▶ DOCUMENT EXTRACT
###
State Launches Probe Of Kaiser Transplant Program

Follow-Up

Anna Werner
Reporting

(CBS 5) SAN FRANCISCO State regulators confirmed Wednesday that they have launched an investigation into Kaiser Permanente's kidney transplant program after a CBS 5 investigation uncovered numerous accusations of disorganization and delays that may have affected patients' health.

"We do take these types of allegations very seriously," said Lynne Randolph with the State's Department of Managed Health Care. "Certainly it doesn't sound like the program was doing what it was intended to do."

That's the state's reaction to problems with Kaiser's kidney transplant program first reported by CBS 5 Investigates.

When Kaiser started its transplant program in 2004, the HMO said it would perform kidney transplants for the some 2,000 Kaiser patients on the waiting list, instead of sending patients to other hospitals as in the past.

But patients like Corra Mayo think their care was delayed.

"It's going on seven, eight years," she says.

And CBS 5 Investigates found insiders are also concerned: one doctor, Dr. James Chon, sent a 12-page letter to Kaiser's physician-in-chief detailing problems he saw in the program, including "numerous resignations" and other internal issues, which the doctor called "very serious and potentially explosive problems."

The center is disorganized, says David Merlin, a former program administrator. He says the problems include "not getting timely appointments, not getting call-backs, not getting prescriptions refilled, not getting surgery scheduled promptly."
###
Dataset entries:
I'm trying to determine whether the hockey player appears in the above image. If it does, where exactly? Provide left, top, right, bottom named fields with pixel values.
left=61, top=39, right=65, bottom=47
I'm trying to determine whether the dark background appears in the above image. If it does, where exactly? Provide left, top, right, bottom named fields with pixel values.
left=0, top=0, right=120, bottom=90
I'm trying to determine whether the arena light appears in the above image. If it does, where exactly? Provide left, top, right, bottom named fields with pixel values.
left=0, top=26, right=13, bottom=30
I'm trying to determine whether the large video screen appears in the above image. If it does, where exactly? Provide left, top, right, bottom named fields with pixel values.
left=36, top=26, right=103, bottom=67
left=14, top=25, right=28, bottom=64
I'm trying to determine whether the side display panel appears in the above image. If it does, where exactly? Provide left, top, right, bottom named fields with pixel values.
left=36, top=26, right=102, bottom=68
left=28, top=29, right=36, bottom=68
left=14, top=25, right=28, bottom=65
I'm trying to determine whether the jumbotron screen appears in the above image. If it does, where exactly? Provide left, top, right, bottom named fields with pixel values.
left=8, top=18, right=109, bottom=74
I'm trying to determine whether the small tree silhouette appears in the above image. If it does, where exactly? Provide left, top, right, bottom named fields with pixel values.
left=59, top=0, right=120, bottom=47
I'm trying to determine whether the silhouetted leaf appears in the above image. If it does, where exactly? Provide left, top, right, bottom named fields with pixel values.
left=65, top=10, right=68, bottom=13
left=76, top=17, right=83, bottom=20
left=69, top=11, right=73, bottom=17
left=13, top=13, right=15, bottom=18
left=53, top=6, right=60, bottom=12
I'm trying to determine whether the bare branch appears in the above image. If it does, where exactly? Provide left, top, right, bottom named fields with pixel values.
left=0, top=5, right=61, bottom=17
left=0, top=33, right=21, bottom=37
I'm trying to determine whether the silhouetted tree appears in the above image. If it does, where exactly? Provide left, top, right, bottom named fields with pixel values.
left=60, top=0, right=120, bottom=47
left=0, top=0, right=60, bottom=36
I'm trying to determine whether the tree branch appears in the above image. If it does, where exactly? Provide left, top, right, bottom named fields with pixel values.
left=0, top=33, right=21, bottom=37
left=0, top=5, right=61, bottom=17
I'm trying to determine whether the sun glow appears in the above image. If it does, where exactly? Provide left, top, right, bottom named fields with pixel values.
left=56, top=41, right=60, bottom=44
###
▶ REQUIRED ACTIONS
• 1. List every person named in the Kaiser transplant report.
• 2. Extend the Kaiser transplant report, starting after its last sentence.
The lines come from a different source than the text.

▶ OUTPUTS IN ORDER
• 1.
Anna Werner
Lynne Randolph
Corra Mayo
James Chon
David Merlin

• 2.
Merlin believes the result is transplant patients get lost in the shuffle.

"Those patients were not contacted for long periods of time," he said.

CBS 5 asked if he was alleging that these people were neglected and that patients may have suffered harm as a result. His answer: "I think negligence is the appropriate term."

And now a CBS 5 analysis of national transplant data suggests even more troubling results: in 2005 when Kaiser performed 56 transplants successfully, more than twice as many people -- 116 -- died waiting on the transplant list.

The exact opposite occurred for kidney transplant patients statewide; more than 1,800 received transplants successfully, but only 866 died, less than half.

And the number of transplants completed at Kaiser also was low compared to state averages: less than 3 percent of people on Kaiser's waiting list got transplants compared to an average 12 percent of people on other lists statewide.

"That isn't a complete look at the process," says Kaiser San Francisco executive Mike Alexander.

Alexander disputes the numbers and says the program is doing well.

CBS 5: "Are you absolutely convinced that in the switchover of the program that there are not patients who may have suffered harm or death because of waiting?"

Alexander: "I personally don't know of any patient that occurred to."

But Merlin believes the problems are urgent, "This problem needs to be fixed now, today. Either slow the program or shut it down."

Randolph agrees, "That is very serious, and that is why we are moving as quickly as we possibly can."